**THE PROBLEM**. Please update the listing starting at the line that contains "like [1157, 381]." and ending at the end of the listing, replacing "Query" with "Target" and keeping everything else unchanged. Return only those lines.

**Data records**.
○ ○ ○ ○
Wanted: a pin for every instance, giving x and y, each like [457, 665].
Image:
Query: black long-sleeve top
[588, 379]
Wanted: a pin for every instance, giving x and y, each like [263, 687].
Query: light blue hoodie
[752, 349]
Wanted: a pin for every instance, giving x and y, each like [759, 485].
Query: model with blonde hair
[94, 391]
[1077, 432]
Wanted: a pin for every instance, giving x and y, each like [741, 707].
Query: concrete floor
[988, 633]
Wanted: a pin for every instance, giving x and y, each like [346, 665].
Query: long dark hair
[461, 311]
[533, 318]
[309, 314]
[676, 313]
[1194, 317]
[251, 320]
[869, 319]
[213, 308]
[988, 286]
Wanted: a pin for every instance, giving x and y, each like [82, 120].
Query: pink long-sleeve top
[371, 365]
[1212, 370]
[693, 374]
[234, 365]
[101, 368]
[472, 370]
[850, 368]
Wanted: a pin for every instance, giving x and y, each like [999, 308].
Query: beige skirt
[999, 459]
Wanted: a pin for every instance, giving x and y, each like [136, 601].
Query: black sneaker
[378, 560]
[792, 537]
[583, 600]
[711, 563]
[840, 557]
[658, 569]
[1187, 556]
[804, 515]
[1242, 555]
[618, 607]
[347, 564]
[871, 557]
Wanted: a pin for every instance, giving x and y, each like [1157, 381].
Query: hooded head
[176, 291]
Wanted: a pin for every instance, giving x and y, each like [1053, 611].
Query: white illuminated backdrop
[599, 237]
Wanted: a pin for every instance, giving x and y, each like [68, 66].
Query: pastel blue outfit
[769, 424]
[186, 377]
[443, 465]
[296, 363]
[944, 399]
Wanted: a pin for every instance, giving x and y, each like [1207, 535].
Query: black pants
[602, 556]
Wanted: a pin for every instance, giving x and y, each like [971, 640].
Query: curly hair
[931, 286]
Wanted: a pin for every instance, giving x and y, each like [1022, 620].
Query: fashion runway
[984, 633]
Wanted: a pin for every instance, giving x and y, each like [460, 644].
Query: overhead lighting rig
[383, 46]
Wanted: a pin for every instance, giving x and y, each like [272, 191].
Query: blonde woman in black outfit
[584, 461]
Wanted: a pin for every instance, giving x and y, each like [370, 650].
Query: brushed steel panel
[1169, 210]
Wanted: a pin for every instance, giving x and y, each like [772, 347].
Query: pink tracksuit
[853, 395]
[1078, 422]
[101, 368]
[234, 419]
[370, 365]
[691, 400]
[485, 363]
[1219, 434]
○ ○ ○ ○
**SOLUTION TO THE PROBLEM**.
Wanted: a pin for every instance, giving x and y, each like [1157, 381].
Target: hooded head
[176, 291]
Wanted: a pin for every instance, giving x and y, each like [1053, 611].
Target: white illuminated backdrop
[599, 237]
Wanted: a pin for every instance, giving x and y, each like [68, 66].
Target: pastel blue outfit
[769, 424]
[186, 377]
[443, 465]
[296, 363]
[944, 399]
Wanted: a pin for every instance, giving x and y, each like [1207, 535].
Target: black pants
[602, 556]
Wanted: a pin for every instance, giving x and y, each like [971, 640].
Target: curly hair
[931, 286]
Wanted: a pin for every instance, giving x and y, each like [1022, 620].
Target: fashion runway
[984, 633]
Wanted: a pin for every instance, giving x and y, each like [460, 644].
Target: overhead lighting rig
[383, 46]
Wanted: a pin for every instance, giving x and y, each like [272, 191].
Target: blonde woman in black outfit
[584, 461]
Wanted: a pin for every instance, giving x and y, each like [370, 650].
Target: brushed steel panel
[1169, 210]
Wanted: a pin for every instance, giving x and y, each like [772, 347].
Target: pink tracksuit
[853, 395]
[1078, 422]
[101, 368]
[234, 419]
[370, 365]
[691, 400]
[485, 363]
[1219, 434]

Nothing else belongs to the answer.